Uzbek Refugees

This incident was spoken of and recorded in a very limited sphere with the witnessing of very few individuals as a case of asylum that doesn’t fit into our historical heritage and that shall be recorded in our history as a black page. However, it shall yield great benefit to the public if this case that is a black spot in the asylum history of our country is known widely. This is a situation that we attach great importance since it proposes an opportunity to know and discuss what is being encountered and to eliminate the problems. Maybe only thus we can find an opportunity to understand that these people are not just numbers but individuals with serious drams. The unfortunate situation in this “concrete case” in respect of us was that the biggest part of their dram was experienced here in Turkey.

[Provided material]
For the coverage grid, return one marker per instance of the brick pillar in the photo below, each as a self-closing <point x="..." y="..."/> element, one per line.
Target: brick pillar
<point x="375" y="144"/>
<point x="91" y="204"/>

[Required work]
A) List each phrase in the passage on Uzbek refugees that presents the case as a stain on the country's history or as out of keeping with its heritage.
B) Pick up the passage on Uzbek refugees after its final sentence and keep writing it.

[Solved tasks]
A)
- "a case of asylum that doesn't fit into our historical heritage"
- "a black page"
- "a black spot in the asylum history of our country"

B)
A group of family that were frightened and escaped from the breaches of the human rights and pressures in Uzbekistan requested for asylum in Turkey in 2007 stating that they couldn’t find the necessary safe protection in Tajikistan, Afghanistan and Iran – although they were recognized as refugee by UNHCR. They submitted their asylum applications in accordance with the legislation to UNHCR and the Ministry of Internal Affairs due to the geographical limitation included in the asylum law of Turkey by 1951 Agreement. While they were hopeful for being accepted by a 3rdcountry for having acquired refugee status from UNHCR, they encountered an unexpected and shocking incident in 12 September 2008.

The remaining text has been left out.